# [PROVIDED PASSAGE]
Of course not. At least not intentionally. But then you could argue that the drunk driver who kills a pedestrian never actually meant to do it. But given the responsibility of being in charge of a lethal weapon, to wit, a car, and in the knowledge that out of control cars are killers – well, you get my drift.

However, as a responsible part of the wine industry, when I discovered the role of screwcaps in endocrine disruption pollution, I notified a leading member of the Screwcap Initiative, and a major supplier of screwcaps of my concerns, and was told in one case there was no issue, and in the other, not even the courtesy of a reply.

As a serious journalist, I should not have bothered. Perhaps I should have pursued the possibility of vested interest, that there was too much profit to be made for those changing to screwcaps to want their potential bottom line compromised by the human health factor.

(Data records)
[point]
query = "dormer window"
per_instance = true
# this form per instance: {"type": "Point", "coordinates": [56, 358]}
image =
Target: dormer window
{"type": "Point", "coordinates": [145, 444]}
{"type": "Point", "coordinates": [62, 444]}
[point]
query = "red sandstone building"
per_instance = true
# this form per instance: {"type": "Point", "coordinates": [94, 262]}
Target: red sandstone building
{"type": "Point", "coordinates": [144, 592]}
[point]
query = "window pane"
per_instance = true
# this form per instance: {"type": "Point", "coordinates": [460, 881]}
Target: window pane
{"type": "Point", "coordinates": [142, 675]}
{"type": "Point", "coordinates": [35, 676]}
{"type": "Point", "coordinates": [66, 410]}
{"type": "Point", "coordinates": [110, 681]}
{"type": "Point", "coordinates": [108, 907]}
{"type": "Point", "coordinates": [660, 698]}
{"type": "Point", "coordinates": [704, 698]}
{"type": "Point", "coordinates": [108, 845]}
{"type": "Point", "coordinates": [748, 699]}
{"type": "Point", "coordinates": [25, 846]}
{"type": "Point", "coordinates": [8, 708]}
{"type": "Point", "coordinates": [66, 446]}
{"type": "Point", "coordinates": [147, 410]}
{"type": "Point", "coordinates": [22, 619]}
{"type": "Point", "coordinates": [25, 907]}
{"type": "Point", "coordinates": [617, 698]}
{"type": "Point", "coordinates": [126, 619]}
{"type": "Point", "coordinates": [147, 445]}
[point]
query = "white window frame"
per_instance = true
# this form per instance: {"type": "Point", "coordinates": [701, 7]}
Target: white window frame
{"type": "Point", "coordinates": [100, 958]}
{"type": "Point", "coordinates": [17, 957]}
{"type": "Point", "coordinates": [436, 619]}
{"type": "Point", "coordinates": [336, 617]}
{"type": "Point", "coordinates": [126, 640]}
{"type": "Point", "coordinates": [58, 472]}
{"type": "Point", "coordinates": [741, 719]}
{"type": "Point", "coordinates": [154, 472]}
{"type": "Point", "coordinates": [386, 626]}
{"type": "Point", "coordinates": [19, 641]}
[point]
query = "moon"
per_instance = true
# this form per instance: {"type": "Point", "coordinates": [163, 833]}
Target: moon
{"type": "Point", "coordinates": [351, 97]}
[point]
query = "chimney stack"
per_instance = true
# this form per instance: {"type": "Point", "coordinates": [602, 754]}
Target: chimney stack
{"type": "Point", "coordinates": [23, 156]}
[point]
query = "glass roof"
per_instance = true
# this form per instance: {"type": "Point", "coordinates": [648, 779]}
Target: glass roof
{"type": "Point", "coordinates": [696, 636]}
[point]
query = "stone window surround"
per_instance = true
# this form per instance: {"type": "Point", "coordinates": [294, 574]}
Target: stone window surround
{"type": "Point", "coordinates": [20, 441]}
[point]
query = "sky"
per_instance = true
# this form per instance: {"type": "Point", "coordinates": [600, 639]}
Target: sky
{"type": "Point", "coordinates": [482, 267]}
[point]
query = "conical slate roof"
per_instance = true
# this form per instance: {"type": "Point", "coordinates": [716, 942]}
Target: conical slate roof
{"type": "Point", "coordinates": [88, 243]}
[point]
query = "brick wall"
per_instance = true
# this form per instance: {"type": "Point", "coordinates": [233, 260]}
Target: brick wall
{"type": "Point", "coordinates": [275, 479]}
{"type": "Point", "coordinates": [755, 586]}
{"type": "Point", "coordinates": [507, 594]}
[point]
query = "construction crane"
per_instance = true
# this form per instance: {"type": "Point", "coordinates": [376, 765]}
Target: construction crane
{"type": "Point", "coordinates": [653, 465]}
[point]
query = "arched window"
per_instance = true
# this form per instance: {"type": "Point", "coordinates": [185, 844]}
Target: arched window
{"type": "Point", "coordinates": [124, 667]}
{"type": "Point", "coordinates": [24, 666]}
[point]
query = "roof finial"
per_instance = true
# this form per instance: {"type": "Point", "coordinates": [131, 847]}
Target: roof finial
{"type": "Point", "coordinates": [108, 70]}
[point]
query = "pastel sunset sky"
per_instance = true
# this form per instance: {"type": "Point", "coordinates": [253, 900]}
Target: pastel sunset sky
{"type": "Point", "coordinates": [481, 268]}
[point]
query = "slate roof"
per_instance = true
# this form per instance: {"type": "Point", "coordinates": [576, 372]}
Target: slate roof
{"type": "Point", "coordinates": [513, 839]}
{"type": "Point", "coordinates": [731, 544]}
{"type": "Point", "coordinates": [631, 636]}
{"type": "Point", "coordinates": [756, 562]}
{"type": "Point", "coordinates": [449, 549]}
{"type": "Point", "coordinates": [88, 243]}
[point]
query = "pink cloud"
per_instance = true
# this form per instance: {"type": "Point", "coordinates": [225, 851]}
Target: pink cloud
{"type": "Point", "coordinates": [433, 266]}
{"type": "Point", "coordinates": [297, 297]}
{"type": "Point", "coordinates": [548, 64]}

# [PROMPT 1]
Restate the paragraph of the screwcap passage that begins "However, as a responsible part of the wine industry" in fewer words, keeping its main facts.
# [PROMPT 2]
Retype the screwcap passage from "Of course not." up to and including "of a reply.".
The entries have nothing to do with this.

# [RESPONSE AREA 1]
On learning that screwcaps play a role in endocrine disruption pollution, the writer, as a responsible part of the wine industry, raised concerns with a leading member of the Screwcap Initiative and with a major screwcap supplier. One replied that there was no issue, and the other never answered.

# [RESPONSE AREA 2]
Of course not. At least not intentionally. But then you could argue that the drunk driver who kills a pedestrian never actually meant to do it. But given the responsibility of being in charge of a lethal weapon, to wit, a car, and in the knowledge that out of control cars are killers – well, you get my drift.

However, as a responsible part of the wine industry, when I discovered the role of screwcaps in endocrine disruption pollution, I notified a leading member of the Screwcap Initiative, and a major supplier of screwcaps of my concerns, and was told in one case there was no issue, and in the other, not even the courtesy of a reply.